**Challenge**: Update the lines starting at the one that contains "Drop one marker on each instance of the green" and ending with the one that contains "[[48, 119], [293, 199], [236, 171], [169, 123]]": replace "marker" with "pin" and leave everything else unchanged.

━━ Material shown ━━

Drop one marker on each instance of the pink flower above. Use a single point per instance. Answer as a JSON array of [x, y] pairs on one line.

━━━
━━ Material shown ━━

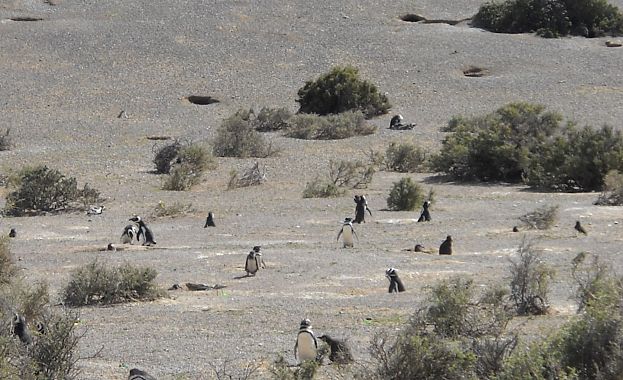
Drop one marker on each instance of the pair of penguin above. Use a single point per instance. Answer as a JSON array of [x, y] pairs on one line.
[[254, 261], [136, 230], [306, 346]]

━━━
━━ Material shown ━━

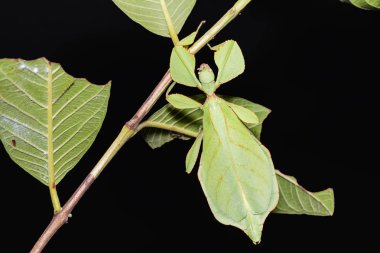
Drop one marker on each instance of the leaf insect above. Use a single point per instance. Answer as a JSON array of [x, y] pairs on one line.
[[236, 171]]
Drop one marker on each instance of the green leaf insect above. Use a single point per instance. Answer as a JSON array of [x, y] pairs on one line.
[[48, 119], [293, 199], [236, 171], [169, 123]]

━━━

**Answer for the task**:
Drop one pin on each instance of the green leaf insect above. Use a single point per instance. Answer as a JSON array of [x, y] pairs on one line.
[[48, 119], [293, 199], [236, 171], [169, 123]]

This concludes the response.